[PROVIDED TEXT]

In the Himalayas, the butterfly is multivoltine and flies from April to October. Kehimkar (2009) records the butterfly on the wing in India from April to December.

In Chongqing one generation has been recorded as taking about 50 days from egg to imago. The egg period lasted about 6 days, the larval period 36 days, and involved 5 to 6 instars (usually 5) and with the pupation lasting about 10 days. The caterpillars bred successfully at temperatures of 22 to 31.5 °C and relative humidity of 48 to 98%. The larval period could be reduced from 36 days in natural conditions to 16.8 to 23 days in captive breeding.

In another study in China, in the Emei mountains (altitude 450 to 1200 m), the butterfly has three generations a year in which the first and second generations predominate. Most of the second generation, along with a few of the third and sometimes the first generation, go through the winter as diapaused adults. Most second generation adults diapause in early July.

Butterflies of the first generation, reared in captivity in the Emei mountain study, completed their life cycle in 45 to 54 days, with eggs taking 4 to 6 days, caterpillars 21 to 36 days, and pupation 10 to 15 days. The breeding took place in temperatures between 26.4 and 28.2 °C and humidity of 63.2% to 84.7% on average.

Investigations in an artificial climate chamber reveal that photoperiod and temperature play a role in the larval development and survival rate of the larvae of K. inachus. Photoperiods affect the development period of larvae at 20 °C but not at 25 °C and 30 °C. As temperature increased from 20 °C to 25 °C and 30 °C, the developmental periods of larvae reduced under the same photoperiod to 31.7 to 36.0 days, 26.37 to 27.4 days and 21.0 to 21.5 days, respectively.

Increasing temperature also made an increase in the survival rate under different photoperiods. The survival rate of larvae at 20 °C, 25 °C, and 30 °C was 80%–92%, 75%–95%, and 55%–85%, respectively. The low survival rate at 30 °C under most photoperiod gradients requires that artificial breeding of K. inachus be done below this temperature.

[DATASET CONTENT]
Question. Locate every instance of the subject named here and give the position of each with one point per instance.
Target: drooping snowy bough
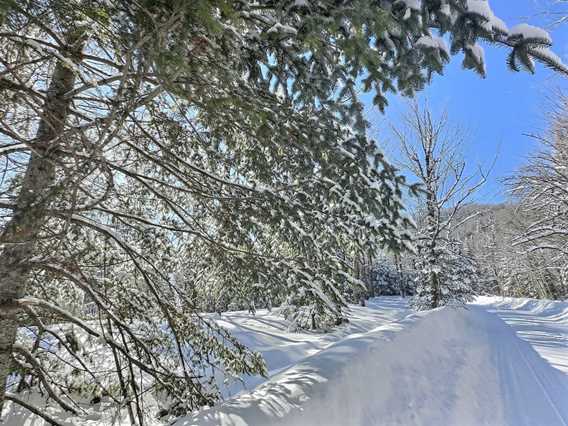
(158, 155)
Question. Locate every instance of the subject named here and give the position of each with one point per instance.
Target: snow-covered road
(498, 362)
(543, 324)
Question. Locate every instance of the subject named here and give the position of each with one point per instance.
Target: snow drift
(449, 366)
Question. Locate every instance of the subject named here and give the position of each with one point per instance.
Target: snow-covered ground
(498, 362)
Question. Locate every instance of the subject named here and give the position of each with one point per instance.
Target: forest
(173, 172)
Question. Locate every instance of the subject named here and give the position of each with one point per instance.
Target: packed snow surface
(452, 366)
(498, 362)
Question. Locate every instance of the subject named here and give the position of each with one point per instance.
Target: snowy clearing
(474, 366)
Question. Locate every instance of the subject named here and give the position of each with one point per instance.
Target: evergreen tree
(155, 145)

[TASK DESCRIPTION] Substitute "adult" for "imago" and write out the passage on the butterfly's life cycle between "In Chongqing one" and "in early July.", inclusive.

[WRITTEN SOLUTION]
In Chongqing one generation has been recorded as taking about 50 days from egg to adult. The egg period lasted about 6 days, the larval period 36 days, and involved 5 to 6 instars (usually 5) and with the pupation lasting about 10 days. The caterpillars bred successfully at temperatures of 22 to 31.5 °C and relative humidity of 48 to 98%. The larval period could be reduced from 36 days in natural conditions to 16.8 to 23 days in captive breeding.

In another study in China, in the Emei mountains (altitude 450 to 1200 m), the butterfly has three generations a year in which the first and second generations predominate. Most of the second generation, along with a few of the third and sometimes the first generation, go through the winter as diapaused adults. Most second generation adults diapause in early July.